▶ **WHAT YOU SHOULD DO**
What do the lines from the one containing "Practice. For this step, pick out the front wheel" through the end of the entries say? Quote them exactly, and only them.

▶ **ENTRIES SHOWN**

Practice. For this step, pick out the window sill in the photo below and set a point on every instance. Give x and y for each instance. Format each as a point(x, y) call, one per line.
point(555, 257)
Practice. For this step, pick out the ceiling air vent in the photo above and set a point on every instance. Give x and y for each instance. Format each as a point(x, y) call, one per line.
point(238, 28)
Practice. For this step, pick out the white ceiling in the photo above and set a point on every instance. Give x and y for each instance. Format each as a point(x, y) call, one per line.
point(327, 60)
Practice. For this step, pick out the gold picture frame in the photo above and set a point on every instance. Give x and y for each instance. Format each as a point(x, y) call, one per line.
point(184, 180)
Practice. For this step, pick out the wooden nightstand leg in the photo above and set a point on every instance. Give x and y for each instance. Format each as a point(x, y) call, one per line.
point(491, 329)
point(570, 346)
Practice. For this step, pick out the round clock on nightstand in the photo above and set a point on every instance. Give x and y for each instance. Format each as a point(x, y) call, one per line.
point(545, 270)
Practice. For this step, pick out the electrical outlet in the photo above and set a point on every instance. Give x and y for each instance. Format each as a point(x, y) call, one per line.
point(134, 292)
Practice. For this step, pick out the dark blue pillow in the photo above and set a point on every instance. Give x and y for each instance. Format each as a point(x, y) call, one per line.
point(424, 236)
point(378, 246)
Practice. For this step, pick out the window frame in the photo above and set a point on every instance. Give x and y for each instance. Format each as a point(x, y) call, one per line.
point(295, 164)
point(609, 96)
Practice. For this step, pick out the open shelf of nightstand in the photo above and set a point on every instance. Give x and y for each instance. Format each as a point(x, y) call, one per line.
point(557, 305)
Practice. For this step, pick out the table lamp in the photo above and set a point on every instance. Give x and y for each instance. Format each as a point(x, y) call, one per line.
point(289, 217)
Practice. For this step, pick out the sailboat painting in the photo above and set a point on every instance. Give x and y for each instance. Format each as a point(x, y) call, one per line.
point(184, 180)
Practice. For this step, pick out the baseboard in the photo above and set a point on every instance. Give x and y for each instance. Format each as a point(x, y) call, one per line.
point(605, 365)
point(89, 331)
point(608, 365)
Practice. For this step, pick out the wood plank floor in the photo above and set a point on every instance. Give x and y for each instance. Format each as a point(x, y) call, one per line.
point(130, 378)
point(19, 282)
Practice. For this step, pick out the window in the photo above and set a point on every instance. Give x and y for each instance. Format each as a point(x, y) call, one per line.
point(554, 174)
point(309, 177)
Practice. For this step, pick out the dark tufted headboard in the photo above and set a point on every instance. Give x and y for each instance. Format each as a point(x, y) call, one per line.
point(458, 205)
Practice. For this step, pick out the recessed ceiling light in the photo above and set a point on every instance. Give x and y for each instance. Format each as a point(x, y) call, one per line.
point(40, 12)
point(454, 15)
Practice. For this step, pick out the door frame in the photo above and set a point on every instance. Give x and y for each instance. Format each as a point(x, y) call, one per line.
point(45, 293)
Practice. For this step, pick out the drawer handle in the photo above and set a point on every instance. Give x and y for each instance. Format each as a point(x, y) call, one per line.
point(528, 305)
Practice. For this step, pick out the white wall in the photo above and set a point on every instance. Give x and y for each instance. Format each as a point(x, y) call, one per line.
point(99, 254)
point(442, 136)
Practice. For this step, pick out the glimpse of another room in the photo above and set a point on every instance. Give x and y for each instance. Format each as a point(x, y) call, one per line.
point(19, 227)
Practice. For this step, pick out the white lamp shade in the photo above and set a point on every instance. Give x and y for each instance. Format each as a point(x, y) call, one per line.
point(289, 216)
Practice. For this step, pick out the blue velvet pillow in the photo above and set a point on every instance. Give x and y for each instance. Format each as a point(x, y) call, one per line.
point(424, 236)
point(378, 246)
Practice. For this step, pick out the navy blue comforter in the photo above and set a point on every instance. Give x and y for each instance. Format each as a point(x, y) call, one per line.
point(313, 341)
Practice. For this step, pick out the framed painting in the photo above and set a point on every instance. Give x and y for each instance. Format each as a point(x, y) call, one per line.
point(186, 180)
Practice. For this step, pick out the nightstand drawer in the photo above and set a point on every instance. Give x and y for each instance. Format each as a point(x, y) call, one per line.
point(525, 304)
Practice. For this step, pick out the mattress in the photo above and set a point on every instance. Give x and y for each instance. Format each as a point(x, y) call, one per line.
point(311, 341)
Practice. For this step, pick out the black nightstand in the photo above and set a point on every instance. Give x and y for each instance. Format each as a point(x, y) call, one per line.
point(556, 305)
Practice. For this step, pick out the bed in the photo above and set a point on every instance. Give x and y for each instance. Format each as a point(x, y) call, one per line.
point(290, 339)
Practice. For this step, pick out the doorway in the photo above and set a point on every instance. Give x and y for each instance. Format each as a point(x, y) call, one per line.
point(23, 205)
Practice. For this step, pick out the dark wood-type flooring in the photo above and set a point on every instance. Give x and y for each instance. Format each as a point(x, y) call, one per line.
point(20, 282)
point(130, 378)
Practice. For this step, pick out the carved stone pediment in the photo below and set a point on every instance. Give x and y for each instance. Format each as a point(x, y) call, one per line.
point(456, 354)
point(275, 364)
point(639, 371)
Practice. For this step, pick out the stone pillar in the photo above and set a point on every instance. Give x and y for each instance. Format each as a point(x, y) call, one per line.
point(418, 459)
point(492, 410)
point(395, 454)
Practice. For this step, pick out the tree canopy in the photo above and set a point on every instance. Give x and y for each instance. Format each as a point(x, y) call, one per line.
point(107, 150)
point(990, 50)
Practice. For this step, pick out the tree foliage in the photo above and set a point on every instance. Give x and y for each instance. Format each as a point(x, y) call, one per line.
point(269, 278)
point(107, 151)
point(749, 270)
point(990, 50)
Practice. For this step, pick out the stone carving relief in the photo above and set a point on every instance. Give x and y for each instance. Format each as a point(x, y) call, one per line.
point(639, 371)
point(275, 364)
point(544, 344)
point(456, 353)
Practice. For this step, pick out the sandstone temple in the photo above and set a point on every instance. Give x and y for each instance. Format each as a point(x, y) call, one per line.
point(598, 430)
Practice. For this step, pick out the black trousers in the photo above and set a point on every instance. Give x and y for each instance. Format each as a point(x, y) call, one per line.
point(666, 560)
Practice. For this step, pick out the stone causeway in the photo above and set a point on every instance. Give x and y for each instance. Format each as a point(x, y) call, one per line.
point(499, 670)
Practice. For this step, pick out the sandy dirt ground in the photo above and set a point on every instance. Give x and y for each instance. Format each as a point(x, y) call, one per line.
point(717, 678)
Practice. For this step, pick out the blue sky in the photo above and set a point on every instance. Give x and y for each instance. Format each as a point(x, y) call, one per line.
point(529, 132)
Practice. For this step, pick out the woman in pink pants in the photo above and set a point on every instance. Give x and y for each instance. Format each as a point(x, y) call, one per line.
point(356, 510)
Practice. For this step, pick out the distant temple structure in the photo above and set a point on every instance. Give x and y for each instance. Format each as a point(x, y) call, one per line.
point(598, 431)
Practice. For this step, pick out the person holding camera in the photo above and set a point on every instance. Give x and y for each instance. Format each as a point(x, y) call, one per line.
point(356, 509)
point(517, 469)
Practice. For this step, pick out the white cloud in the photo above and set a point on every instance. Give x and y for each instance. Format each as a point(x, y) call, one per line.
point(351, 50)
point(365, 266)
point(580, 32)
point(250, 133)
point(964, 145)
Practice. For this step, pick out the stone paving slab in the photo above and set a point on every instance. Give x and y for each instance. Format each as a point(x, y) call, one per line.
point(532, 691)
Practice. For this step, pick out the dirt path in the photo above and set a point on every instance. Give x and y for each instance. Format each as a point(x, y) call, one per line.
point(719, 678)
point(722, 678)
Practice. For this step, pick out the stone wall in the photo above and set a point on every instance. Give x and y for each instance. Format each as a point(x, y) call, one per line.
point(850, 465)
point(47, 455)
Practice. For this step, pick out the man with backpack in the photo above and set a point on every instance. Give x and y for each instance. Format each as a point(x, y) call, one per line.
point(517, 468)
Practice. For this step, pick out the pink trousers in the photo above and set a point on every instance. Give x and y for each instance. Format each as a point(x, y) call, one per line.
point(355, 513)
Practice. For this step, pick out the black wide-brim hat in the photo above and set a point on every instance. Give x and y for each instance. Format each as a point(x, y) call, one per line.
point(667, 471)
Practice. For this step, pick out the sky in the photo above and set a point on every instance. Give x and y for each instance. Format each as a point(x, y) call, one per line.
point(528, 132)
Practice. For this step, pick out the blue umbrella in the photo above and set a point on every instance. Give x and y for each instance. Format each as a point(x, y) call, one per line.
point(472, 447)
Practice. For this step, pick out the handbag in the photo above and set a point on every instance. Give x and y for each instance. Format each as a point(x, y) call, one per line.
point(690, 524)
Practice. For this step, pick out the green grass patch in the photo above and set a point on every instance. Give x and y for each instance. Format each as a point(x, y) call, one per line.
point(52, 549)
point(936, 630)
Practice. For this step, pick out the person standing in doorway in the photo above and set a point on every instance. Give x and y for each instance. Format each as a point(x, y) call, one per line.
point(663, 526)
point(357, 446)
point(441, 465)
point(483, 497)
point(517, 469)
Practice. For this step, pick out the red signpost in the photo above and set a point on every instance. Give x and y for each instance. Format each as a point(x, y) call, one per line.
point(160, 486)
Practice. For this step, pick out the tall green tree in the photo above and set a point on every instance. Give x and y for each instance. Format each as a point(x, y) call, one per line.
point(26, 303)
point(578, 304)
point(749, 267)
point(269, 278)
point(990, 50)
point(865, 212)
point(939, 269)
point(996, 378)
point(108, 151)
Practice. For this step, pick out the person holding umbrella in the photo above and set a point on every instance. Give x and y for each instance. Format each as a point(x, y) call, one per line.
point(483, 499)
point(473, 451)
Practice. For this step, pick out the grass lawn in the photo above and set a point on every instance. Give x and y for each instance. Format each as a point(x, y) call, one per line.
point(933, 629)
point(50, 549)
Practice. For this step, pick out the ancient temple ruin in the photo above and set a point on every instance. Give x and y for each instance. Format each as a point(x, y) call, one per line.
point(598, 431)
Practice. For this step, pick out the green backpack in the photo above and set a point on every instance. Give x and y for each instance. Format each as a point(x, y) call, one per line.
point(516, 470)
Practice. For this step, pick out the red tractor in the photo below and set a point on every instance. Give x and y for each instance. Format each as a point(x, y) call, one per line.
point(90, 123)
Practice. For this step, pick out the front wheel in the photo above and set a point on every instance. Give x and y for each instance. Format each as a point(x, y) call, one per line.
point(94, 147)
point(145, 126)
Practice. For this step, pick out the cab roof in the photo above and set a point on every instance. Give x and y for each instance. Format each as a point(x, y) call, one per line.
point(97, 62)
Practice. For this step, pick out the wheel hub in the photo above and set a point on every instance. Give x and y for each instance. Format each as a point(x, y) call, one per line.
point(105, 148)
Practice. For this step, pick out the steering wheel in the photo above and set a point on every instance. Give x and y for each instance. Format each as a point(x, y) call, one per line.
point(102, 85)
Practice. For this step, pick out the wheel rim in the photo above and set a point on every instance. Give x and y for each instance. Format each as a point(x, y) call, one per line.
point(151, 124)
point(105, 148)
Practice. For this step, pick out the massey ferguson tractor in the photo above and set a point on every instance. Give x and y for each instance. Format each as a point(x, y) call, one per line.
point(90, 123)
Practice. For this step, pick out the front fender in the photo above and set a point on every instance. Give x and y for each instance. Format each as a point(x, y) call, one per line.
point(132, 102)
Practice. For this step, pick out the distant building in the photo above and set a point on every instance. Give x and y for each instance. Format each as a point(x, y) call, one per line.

▶ **YOUR RESPONSE**
Practice. For this step, pick out the front wheel in the photo above and set a point on every instance. Give x and y for each instance. Format each as a point(x, y) call, one per line.
point(94, 147)
point(145, 126)
Practice. For this step, pick out the cab roof in the photo above and set a point on every instance. Give x and y for each instance. Format each as a point(x, y) call, one per line.
point(97, 62)
Practice. For this step, pick out the wheel hub in the photo above and set a point on every instance. Give x and y for each instance. Format each as a point(x, y) call, one per line.
point(105, 148)
Practice. For this step, pick out the steering wheel in the photo above and set a point on every instance. Give x and y for each instance. Format each as a point(x, y) call, one per line.
point(102, 85)
Practice. For this step, pick out the wheel rim in the photo above and set a point on every instance. Give x and y for each instance. Format each as a point(x, y) call, one per line.
point(151, 124)
point(105, 148)
Practice. For this step, pick out the massey ferguson tractor in the photo above and set a point on every instance. Give x and y for each instance. Format each as a point(x, y) call, one per line.
point(90, 123)
Practice. For this step, pick out the front fender in the photo above and set a point on every instance. Give x and y for each instance. Format each as a point(x, y) call, one per line.
point(132, 102)
Practice. For this step, pick out the distant building in the photo above and set a point on every instance. Give x and y for each instance. Format each as a point(x, y) call, one per line.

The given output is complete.